### EXERCISE AIM
All of the material below is to be returned exactly.

### MATERIAL TO PROCESS
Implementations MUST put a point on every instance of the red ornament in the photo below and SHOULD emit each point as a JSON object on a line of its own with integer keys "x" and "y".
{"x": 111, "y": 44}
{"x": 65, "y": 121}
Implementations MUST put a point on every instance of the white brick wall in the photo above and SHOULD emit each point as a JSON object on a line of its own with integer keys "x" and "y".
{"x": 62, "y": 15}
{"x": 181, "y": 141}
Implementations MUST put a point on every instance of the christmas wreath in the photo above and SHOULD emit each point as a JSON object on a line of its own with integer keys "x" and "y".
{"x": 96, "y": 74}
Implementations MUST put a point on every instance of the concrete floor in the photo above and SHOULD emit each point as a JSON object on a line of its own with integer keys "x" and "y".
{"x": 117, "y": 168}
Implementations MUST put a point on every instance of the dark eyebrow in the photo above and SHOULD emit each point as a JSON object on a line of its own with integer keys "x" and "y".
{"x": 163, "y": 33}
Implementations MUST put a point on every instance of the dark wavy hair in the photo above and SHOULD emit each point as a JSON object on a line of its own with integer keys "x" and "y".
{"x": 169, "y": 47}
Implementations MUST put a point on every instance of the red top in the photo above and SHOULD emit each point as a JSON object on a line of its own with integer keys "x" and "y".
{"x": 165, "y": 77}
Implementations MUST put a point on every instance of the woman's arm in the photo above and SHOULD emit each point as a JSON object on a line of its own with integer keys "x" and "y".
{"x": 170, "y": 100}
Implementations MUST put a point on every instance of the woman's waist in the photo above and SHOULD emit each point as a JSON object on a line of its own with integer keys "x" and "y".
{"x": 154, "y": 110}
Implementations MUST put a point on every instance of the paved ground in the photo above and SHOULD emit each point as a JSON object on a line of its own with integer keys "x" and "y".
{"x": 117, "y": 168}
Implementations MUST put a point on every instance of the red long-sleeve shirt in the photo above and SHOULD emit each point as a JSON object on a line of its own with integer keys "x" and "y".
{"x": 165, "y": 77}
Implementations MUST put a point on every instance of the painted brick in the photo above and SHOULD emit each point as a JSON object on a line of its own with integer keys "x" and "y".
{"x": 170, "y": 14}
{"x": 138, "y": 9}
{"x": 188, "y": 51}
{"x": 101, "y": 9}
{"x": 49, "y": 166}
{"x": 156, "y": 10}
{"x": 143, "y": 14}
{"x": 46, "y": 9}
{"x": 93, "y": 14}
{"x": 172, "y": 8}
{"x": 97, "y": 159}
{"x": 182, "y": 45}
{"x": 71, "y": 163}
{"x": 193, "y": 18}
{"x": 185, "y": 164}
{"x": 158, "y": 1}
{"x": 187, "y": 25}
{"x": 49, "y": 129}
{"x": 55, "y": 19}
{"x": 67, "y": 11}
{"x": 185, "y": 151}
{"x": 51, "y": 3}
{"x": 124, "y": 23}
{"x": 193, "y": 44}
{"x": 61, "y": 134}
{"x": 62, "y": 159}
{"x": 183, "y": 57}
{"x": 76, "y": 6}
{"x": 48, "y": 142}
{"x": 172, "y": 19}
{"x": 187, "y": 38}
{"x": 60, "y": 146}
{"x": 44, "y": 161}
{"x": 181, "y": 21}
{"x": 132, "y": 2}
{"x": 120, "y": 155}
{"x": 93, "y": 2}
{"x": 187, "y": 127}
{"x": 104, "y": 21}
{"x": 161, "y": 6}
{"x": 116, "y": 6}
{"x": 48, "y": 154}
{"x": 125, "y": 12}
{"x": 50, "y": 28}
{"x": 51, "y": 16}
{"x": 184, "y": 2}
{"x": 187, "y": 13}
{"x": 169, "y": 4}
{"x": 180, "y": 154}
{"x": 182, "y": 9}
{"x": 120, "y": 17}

### RESPONSE TO THE EXERCISE
Implementations MUST put a point on every instance of the red ornament in the photo below and SHOULD emit each point as a JSON object on a line of its own with integer keys "x" and "y".
{"x": 111, "y": 44}
{"x": 65, "y": 121}
Implementations MUST put a point on every instance of the white brick wall in the photo above and SHOULD emit each point as a JSON object on a line of its own with integer keys "x" and "y".
{"x": 62, "y": 15}
{"x": 181, "y": 141}
Implementations MUST put a point on every instance of the christmas wreath in the photo above and SHOULD emit each point as a JSON object on a line of its own with integer keys "x" and "y".
{"x": 96, "y": 74}
Implementations MUST put a point on every instance of the concrete floor in the photo above and SHOULD emit each point as a JSON object on a line of its own with integer keys "x" and "y".
{"x": 117, "y": 168}
Implementations MUST put a point on every instance of the dark eyebrow in the photo above and SHOULD emit each point as a JSON object on a line of its own with integer keys "x" and "y".
{"x": 163, "y": 33}
Implementations MUST put a point on every instance of the dark wavy hair in the photo above and SHOULD emit each point as a JSON object on a line of its own with integer keys "x" and "y".
{"x": 169, "y": 47}
Implementations MUST put a point on every instance of the red top in the photo above and SHOULD emit each point as a JSON object on a line of its own with integer keys "x" and "y".
{"x": 165, "y": 77}
Implementations MUST put a point on every instance of the woman's arm in the photo above and SHOULD emit each point as a JSON object on a line of its own with integer keys "x" and "y".
{"x": 170, "y": 100}
Implementations MUST put a point on every instance of the woman's waist in the photo above and SHOULD emit each point as a JSON object on a line of its own with integer keys "x" and "y".
{"x": 154, "y": 110}
Implementations MUST put a point on every instance of the paved ground in the photo above and SHOULD emit each point as a JSON object on a line of its own with integer keys "x" and "y".
{"x": 117, "y": 168}
Implementations MUST put a point on every instance of the red long-sleeve shirt in the photo above and SHOULD emit each point as a JSON object on a line of its own with integer keys "x" and "y".
{"x": 165, "y": 77}
Implementations MUST put a point on every instance of the painted brick in the photo above and SHOULD emit each point as a JSON object on a line of its own with integer keys "x" and "y".
{"x": 170, "y": 14}
{"x": 138, "y": 9}
{"x": 188, "y": 51}
{"x": 101, "y": 9}
{"x": 49, "y": 166}
{"x": 156, "y": 10}
{"x": 143, "y": 14}
{"x": 46, "y": 9}
{"x": 93, "y": 14}
{"x": 172, "y": 8}
{"x": 97, "y": 159}
{"x": 182, "y": 45}
{"x": 71, "y": 163}
{"x": 193, "y": 18}
{"x": 185, "y": 164}
{"x": 158, "y": 1}
{"x": 187, "y": 25}
{"x": 49, "y": 129}
{"x": 55, "y": 19}
{"x": 67, "y": 11}
{"x": 185, "y": 151}
{"x": 51, "y": 3}
{"x": 124, "y": 23}
{"x": 193, "y": 44}
{"x": 61, "y": 134}
{"x": 62, "y": 159}
{"x": 183, "y": 57}
{"x": 76, "y": 6}
{"x": 48, "y": 142}
{"x": 172, "y": 19}
{"x": 187, "y": 38}
{"x": 60, "y": 146}
{"x": 44, "y": 161}
{"x": 181, "y": 21}
{"x": 132, "y": 2}
{"x": 120, "y": 155}
{"x": 93, "y": 2}
{"x": 187, "y": 127}
{"x": 104, "y": 21}
{"x": 161, "y": 6}
{"x": 116, "y": 6}
{"x": 48, "y": 154}
{"x": 125, "y": 12}
{"x": 50, "y": 28}
{"x": 51, "y": 16}
{"x": 184, "y": 2}
{"x": 187, "y": 13}
{"x": 169, "y": 4}
{"x": 180, "y": 154}
{"x": 182, "y": 9}
{"x": 120, "y": 17}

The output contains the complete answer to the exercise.